§ Work request
Retype the whole listing below exactly, keeping every picture out of it.

Start of Block

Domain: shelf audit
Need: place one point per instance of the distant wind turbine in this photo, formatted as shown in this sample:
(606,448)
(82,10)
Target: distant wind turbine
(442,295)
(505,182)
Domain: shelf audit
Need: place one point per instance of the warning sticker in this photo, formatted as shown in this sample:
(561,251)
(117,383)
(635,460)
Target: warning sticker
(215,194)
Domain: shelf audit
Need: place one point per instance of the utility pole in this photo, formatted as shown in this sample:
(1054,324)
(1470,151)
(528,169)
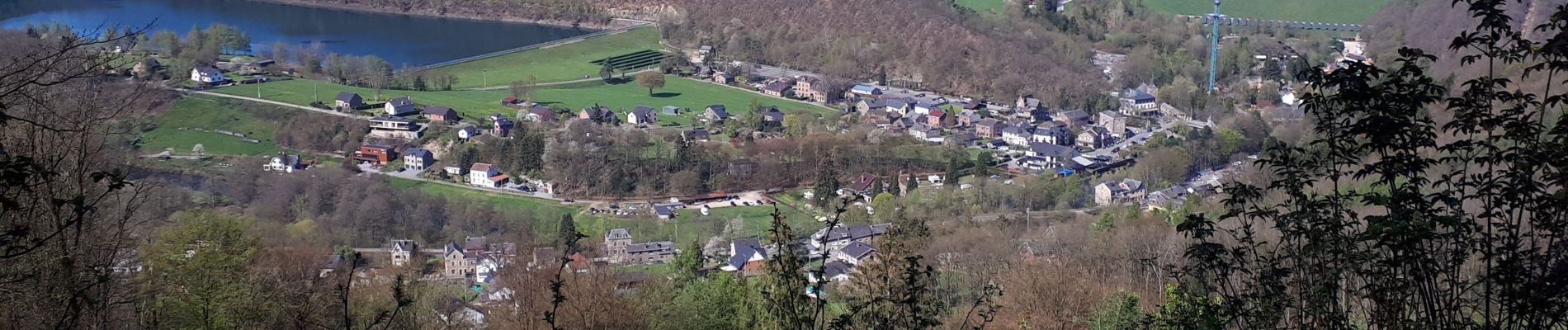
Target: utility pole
(1214,43)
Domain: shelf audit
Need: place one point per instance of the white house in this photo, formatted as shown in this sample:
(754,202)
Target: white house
(484,174)
(284,163)
(400,105)
(404,251)
(744,251)
(207,75)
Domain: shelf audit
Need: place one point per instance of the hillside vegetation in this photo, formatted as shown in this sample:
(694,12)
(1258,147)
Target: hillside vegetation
(1332,12)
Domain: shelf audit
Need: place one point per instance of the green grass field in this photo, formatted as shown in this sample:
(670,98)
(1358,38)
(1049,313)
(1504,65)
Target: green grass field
(209,113)
(984,7)
(678,91)
(1332,12)
(477,104)
(562,63)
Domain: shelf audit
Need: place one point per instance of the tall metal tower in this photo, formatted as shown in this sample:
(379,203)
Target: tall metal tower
(1214,43)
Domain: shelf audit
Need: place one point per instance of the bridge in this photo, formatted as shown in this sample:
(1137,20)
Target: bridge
(1282,24)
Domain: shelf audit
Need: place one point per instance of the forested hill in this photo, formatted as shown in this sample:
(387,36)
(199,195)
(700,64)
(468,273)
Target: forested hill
(1432,24)
(935,43)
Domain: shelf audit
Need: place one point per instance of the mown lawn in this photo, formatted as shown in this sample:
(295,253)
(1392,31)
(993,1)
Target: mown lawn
(1330,12)
(678,91)
(474,105)
(984,7)
(562,63)
(209,113)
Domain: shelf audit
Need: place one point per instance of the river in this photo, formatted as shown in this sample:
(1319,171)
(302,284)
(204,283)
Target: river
(395,38)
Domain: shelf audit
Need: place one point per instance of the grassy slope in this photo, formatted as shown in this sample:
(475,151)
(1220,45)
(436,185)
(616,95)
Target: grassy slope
(560,63)
(686,229)
(210,115)
(1332,12)
(479,104)
(994,7)
(678,91)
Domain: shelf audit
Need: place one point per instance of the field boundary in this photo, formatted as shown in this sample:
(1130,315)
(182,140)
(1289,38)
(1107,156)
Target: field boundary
(637,24)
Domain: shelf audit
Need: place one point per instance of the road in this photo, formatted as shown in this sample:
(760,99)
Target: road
(582,80)
(273,102)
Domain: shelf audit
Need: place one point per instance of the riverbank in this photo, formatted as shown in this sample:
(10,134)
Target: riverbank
(496,13)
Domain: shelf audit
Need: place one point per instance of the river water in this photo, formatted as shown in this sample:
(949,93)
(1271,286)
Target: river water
(395,38)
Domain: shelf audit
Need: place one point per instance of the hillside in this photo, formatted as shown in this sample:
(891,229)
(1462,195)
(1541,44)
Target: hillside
(1332,12)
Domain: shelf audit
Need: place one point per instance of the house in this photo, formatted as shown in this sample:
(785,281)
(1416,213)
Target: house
(862,185)
(1027,102)
(485,174)
(394,127)
(815,90)
(418,158)
(601,115)
(399,106)
(937,118)
(1052,134)
(900,106)
(1073,118)
(348,101)
(1137,102)
(209,75)
(716,113)
(621,251)
(968,118)
(773,115)
(1167,199)
(866,105)
(615,243)
(723,78)
(695,134)
(375,153)
(540,113)
(438,113)
(1017,134)
(853,252)
(925,134)
(1113,122)
(1109,193)
(864,91)
(485,270)
(988,129)
(742,252)
(642,116)
(665,213)
(740,167)
(502,127)
(284,163)
(839,237)
(468,132)
(1052,152)
(1093,138)
(458,262)
(778,88)
(404,251)
(924,108)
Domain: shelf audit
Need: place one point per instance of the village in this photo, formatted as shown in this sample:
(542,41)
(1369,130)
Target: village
(1024,136)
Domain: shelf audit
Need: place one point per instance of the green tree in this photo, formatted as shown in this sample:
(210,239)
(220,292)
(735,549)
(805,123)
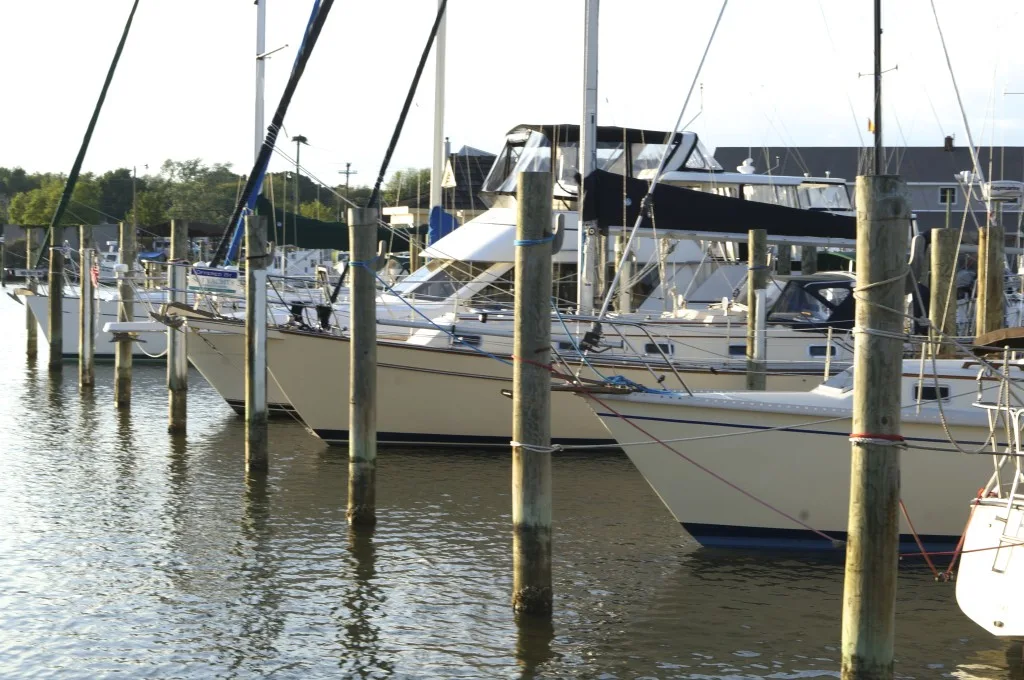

End of Block

§ Result for this task
Domain: shelf audit
Need: place one point per instance of the distant wind turbine in this photo, formatted as shown in this sample:
(606,448)
(82,10)
Target: distant wind turbine
(442,295)
(505,182)
Domain: shelf audit
Need: place one point per instance of the warning sticker in this photo, formatted as shown in this sample:
(561,251)
(117,383)
(635,460)
Target: warning sticker
(215,194)
Domain: shelf audit
Need: place one point per instance of the utility pole in this photo, formatted as shown in this sample:
(1054,324)
(1470,151)
(528,169)
Target: utility pole
(1214,43)
Domain: shelf audit
Need: place one point per instance of the white house in this photo, formatted as shown in this sample:
(754,202)
Target: white house
(484,174)
(284,163)
(400,105)
(404,251)
(744,251)
(207,75)
Domain: shelf audit
Need: place one point per instance of the hillside vegetation in this photo, formatted as shown in this sample:
(694,12)
(1258,147)
Target: hillside vegetation
(1332,12)
Domain: shelf audit
Need: place one point per instance of the green grass field in this photo, formatted as shown in this sample:
(670,98)
(1358,38)
(1049,313)
(1504,65)
Target: green grass field
(209,113)
(984,7)
(678,91)
(1332,12)
(477,104)
(562,63)
Domain: shelf audit
Need: place one point per instance of the tall metal tower in this photo, formatted as shown in this sample:
(379,203)
Target: tall metal tower
(1214,43)
Domain: shelf audit
Need: place one point per instance of the bridge in this photo, formatted as shown in this sample:
(1137,20)
Target: bridge
(1282,24)
Domain: shelf audit
Need: place one point per instance of the forested hill in this photo, formatted as shown in this sample:
(387,36)
(199,195)
(700,64)
(468,273)
Target: forested hill
(1432,24)
(935,43)
Domain: shelf audit
Need: place one point per instance of the mown lawn in this photo, formatted as shown in this sample:
(295,253)
(1392,31)
(993,1)
Target: mown lawn
(1330,12)
(678,91)
(474,105)
(984,7)
(562,63)
(209,113)
Domain: shelf audit
Need: place one point per instance of the river in this photo, formatted as shown in this sample:
(1319,171)
(302,284)
(204,283)
Target: river
(395,38)
Domain: shelf audit
Need: place one point per instance of the grassy slope in this photo, formatted as shown in this sample:
(475,151)
(1220,45)
(436,185)
(616,95)
Target: grassy slope
(560,63)
(686,229)
(210,115)
(1332,12)
(479,104)
(994,7)
(678,91)
Domain: shelf audit
Need: place one point per instance of the field boundary in this photo, formatted as shown in this sample:
(1130,315)
(182,140)
(1289,38)
(1107,156)
Target: field boundary
(637,24)
Domain: shelf audit
Need: place one point per instance of the road in this photo, formatted as shown in this sample:
(760,99)
Target: road
(582,80)
(273,102)
Domain: shelf audit
Need: place one point per instance of the riverbank in this photo, formatted as shown in this sample:
(10,134)
Target: riverbank
(496,13)
Domain: shelf audit
Need: place one point per instance of the river water in this photo, formatted as shown in this sample:
(949,93)
(1271,286)
Target: river water
(395,38)
Domain: shelf audit
Need: place one point per instance of the hillside in this photo, formatted as shown in this sample:
(891,229)
(1462,195)
(1541,44)
Target: hillside
(1332,12)
Domain: shelf audit
Need: place one point per instance of the house in this photo, formatted as shown in this sample:
(785,281)
(1416,213)
Target: house
(862,185)
(1027,102)
(485,174)
(394,127)
(815,90)
(418,158)
(601,115)
(399,106)
(937,118)
(1052,134)
(900,106)
(1073,118)
(348,101)
(1137,102)
(209,75)
(716,113)
(621,251)
(968,118)
(773,115)
(1167,199)
(866,105)
(615,243)
(723,78)
(695,134)
(375,153)
(540,113)
(438,113)
(1017,134)
(853,252)
(925,134)
(1113,122)
(1109,193)
(864,91)
(485,270)
(988,129)
(742,252)
(642,116)
(665,213)
(740,167)
(502,127)
(284,163)
(839,237)
(468,132)
(1052,152)
(1093,138)
(458,262)
(778,88)
(404,251)
(924,108)
Domain: shelf audit
Need: place one point per instance of the village in this photo, formatted as shown in this sample:
(542,41)
(1369,130)
Target: village
(1024,136)
Domain: shelf audit
Need: place one point per instance of the green tree in this photo, formatted as shown in this sample:
(210,239)
(220,292)
(735,549)
(805,123)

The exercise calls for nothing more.